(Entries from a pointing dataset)
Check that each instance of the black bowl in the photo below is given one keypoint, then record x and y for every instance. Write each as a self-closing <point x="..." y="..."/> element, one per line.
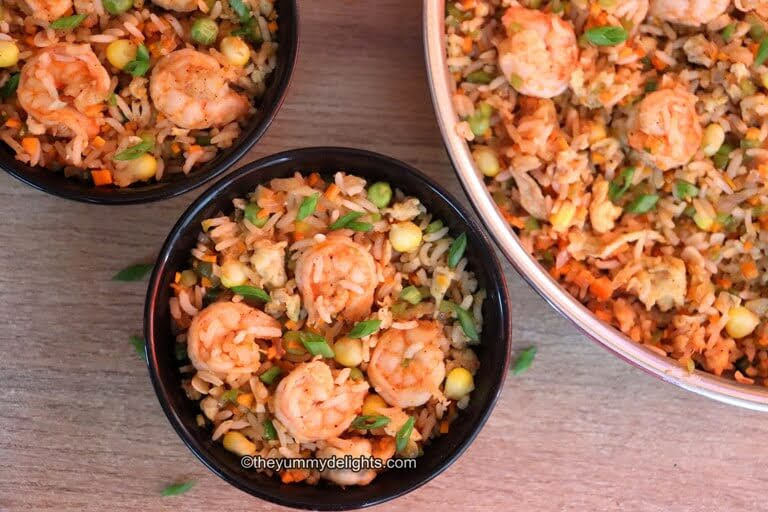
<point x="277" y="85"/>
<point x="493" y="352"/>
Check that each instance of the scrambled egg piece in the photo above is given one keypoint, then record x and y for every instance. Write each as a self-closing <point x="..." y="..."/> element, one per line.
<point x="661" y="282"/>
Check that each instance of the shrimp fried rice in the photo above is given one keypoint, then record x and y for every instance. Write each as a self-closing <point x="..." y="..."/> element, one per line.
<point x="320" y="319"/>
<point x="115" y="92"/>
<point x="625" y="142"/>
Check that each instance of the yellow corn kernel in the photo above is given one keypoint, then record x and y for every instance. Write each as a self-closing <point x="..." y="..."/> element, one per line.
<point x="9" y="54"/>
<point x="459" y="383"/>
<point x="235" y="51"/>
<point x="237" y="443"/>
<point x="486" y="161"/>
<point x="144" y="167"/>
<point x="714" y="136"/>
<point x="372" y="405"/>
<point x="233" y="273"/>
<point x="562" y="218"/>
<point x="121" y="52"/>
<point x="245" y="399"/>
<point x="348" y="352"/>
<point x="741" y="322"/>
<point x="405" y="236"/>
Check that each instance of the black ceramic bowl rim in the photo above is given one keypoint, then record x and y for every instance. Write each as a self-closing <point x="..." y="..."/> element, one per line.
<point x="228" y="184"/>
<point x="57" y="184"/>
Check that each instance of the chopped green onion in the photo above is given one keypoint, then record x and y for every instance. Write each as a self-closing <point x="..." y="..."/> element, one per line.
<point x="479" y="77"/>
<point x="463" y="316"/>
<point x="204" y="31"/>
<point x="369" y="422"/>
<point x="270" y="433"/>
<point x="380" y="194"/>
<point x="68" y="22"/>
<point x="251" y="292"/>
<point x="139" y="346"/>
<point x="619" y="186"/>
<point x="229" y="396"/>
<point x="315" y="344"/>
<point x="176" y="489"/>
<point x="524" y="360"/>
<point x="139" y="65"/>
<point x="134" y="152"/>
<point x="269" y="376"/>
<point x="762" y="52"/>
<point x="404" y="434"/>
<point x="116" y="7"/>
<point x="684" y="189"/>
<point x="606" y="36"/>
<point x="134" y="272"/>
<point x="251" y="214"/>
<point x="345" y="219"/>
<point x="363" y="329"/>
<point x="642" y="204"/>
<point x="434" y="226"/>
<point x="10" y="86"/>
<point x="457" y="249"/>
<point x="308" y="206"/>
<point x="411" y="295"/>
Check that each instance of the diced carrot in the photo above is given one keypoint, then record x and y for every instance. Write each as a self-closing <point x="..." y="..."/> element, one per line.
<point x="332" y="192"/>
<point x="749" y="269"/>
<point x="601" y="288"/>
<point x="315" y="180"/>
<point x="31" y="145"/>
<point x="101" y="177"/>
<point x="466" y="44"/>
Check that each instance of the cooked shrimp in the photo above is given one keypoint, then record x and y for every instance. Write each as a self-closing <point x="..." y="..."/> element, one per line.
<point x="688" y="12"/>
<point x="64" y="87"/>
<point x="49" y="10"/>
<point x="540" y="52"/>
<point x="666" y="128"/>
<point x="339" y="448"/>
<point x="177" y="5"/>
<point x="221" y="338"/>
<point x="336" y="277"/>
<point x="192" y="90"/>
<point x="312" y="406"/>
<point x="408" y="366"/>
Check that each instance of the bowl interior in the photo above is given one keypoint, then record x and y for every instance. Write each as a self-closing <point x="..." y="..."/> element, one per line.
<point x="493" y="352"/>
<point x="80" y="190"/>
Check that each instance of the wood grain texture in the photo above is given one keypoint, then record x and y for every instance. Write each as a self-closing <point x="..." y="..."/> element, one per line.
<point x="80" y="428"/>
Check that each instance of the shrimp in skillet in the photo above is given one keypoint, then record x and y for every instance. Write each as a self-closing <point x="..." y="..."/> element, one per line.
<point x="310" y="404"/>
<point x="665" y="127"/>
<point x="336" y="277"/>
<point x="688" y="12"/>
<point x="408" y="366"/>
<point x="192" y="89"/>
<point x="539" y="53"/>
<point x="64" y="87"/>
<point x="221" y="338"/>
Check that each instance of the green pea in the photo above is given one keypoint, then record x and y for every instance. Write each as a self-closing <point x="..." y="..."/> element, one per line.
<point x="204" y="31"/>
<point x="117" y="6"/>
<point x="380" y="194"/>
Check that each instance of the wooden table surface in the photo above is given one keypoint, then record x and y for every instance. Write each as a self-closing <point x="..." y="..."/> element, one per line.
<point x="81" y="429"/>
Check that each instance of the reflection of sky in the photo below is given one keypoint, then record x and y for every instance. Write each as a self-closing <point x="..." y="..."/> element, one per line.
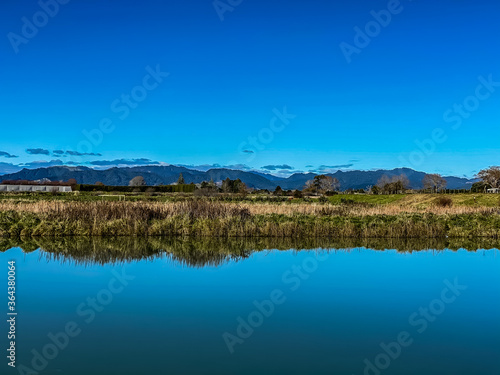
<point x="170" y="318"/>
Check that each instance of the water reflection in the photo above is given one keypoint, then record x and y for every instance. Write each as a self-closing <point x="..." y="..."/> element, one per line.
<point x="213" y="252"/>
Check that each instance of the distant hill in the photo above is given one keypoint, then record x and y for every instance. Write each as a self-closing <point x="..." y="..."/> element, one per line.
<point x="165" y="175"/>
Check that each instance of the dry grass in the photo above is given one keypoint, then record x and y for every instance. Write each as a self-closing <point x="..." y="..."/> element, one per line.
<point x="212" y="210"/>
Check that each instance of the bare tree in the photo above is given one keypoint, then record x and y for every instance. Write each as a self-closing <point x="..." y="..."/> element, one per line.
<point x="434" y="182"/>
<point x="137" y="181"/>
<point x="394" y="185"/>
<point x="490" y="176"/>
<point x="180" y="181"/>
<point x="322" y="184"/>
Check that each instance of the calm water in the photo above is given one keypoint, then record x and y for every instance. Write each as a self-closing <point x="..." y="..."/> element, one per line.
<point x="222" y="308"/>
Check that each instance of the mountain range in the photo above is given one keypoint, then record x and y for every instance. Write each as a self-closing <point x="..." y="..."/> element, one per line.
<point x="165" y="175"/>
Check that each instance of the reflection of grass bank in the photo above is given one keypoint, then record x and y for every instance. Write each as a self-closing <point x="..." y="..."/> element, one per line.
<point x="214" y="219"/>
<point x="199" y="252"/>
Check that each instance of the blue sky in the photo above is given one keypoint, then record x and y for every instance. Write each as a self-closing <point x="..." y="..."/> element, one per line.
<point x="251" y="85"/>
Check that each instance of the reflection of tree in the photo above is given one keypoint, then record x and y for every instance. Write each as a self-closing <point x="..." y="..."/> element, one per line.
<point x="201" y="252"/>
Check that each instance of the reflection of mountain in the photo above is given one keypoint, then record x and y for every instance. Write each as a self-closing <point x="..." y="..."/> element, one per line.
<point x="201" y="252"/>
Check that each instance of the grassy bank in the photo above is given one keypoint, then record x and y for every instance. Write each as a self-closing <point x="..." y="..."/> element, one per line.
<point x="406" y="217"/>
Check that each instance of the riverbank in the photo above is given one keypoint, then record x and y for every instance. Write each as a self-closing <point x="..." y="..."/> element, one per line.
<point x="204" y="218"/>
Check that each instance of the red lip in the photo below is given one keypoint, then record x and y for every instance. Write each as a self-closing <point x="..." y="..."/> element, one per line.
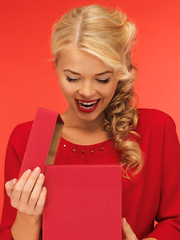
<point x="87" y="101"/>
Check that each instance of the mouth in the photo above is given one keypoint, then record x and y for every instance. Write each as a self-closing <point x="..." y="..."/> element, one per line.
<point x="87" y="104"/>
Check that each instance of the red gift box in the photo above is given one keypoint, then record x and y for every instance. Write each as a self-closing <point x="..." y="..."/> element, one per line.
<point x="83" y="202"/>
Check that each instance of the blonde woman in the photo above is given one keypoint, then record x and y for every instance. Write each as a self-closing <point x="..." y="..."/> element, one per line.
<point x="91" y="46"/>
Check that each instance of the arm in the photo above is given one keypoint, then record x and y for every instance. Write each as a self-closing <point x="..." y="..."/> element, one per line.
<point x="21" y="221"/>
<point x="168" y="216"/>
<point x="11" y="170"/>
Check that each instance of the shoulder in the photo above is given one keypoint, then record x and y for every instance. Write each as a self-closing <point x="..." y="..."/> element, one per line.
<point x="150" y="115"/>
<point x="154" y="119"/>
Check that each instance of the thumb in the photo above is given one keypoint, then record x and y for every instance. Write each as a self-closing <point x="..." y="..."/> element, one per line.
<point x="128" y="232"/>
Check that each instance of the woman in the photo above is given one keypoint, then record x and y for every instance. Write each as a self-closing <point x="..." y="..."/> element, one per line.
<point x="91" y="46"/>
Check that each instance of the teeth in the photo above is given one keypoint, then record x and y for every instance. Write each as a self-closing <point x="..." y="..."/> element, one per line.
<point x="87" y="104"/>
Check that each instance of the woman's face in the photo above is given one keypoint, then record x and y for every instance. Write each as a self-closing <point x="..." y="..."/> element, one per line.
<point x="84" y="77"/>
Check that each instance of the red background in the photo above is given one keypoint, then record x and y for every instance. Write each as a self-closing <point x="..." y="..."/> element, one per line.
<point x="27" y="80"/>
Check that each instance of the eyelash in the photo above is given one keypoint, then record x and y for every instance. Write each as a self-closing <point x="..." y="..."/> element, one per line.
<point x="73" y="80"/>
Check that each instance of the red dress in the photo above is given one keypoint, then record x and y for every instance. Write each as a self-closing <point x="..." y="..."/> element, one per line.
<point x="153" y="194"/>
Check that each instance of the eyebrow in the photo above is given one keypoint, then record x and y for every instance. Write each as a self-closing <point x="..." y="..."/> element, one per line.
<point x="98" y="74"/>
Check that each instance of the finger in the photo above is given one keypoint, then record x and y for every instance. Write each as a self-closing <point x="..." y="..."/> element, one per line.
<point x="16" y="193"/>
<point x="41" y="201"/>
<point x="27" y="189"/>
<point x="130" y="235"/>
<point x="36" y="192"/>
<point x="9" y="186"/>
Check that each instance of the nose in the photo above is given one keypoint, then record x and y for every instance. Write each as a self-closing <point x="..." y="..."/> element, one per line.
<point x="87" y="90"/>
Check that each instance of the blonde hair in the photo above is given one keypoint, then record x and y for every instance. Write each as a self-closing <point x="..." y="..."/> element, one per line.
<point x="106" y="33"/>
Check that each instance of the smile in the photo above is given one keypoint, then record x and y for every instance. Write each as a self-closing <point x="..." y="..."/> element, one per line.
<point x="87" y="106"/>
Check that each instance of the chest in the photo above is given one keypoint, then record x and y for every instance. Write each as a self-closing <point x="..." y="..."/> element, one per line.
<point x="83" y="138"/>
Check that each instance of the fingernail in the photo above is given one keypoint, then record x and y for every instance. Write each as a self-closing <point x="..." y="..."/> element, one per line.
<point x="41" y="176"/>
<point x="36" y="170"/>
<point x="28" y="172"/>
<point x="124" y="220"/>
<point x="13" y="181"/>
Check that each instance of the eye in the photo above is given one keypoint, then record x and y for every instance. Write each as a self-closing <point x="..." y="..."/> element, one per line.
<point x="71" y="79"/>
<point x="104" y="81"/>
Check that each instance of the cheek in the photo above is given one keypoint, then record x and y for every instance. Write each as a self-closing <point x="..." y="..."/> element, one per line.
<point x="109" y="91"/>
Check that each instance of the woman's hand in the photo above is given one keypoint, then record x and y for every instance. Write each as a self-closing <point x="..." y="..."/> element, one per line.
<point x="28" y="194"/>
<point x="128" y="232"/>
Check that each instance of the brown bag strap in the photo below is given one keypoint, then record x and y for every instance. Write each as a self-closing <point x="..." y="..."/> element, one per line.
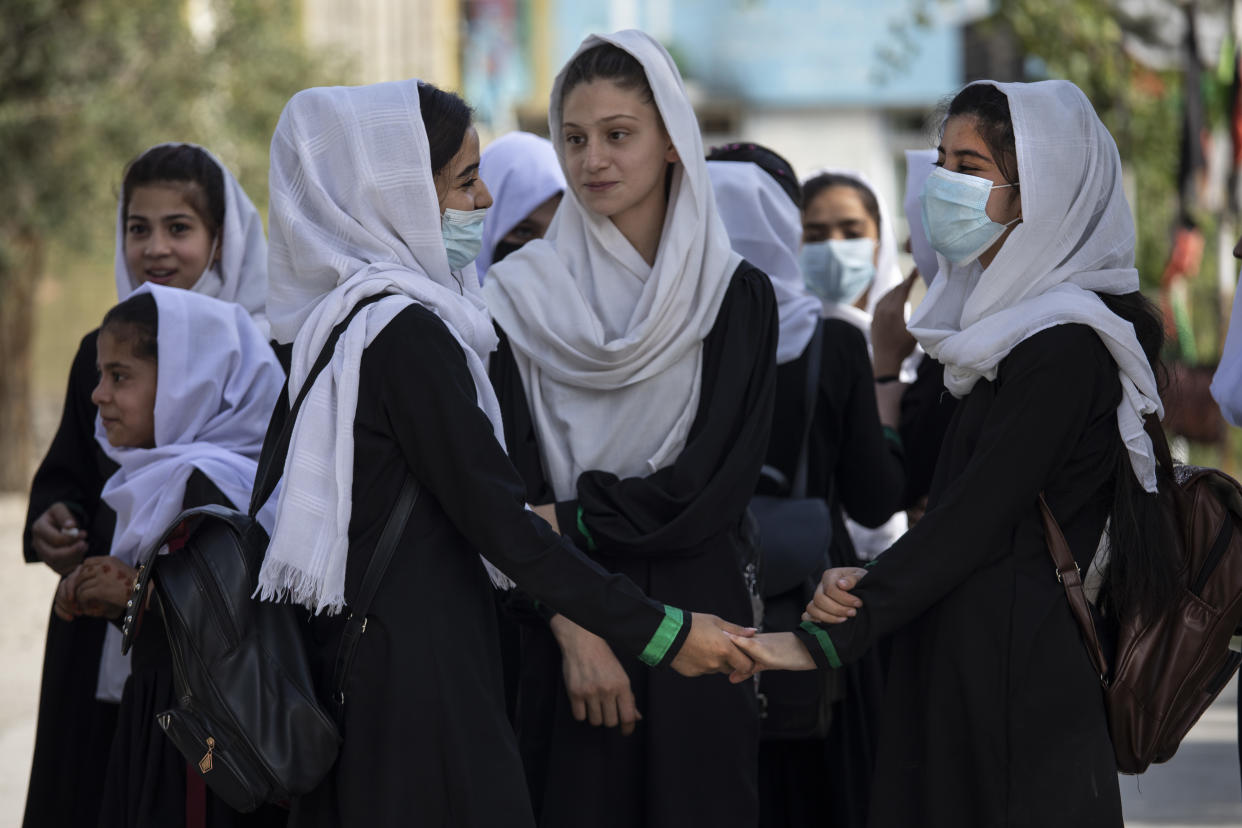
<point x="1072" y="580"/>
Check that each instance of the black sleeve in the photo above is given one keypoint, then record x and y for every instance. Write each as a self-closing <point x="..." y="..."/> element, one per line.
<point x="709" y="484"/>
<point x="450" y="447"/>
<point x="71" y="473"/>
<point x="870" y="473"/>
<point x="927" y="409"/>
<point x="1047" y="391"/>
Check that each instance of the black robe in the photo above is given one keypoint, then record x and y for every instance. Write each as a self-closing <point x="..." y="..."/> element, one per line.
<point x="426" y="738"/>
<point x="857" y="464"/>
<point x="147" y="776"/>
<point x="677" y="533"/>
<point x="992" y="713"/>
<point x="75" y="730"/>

TO BE DONE:
Reproduce only the lines running from the one with "Check that each instance of the black robe" through the final line of the listing above, both ends included.

THE COMPLETED TASK:
Check that each instance of the black robe in the photo above is given one keypoint, then record x and y for every instance. Write each as a self-closing <point x="..." y="..."/> element, one per line.
<point x="426" y="738"/>
<point x="857" y="464"/>
<point x="147" y="776"/>
<point x="677" y="533"/>
<point x="992" y="713"/>
<point x="75" y="730"/>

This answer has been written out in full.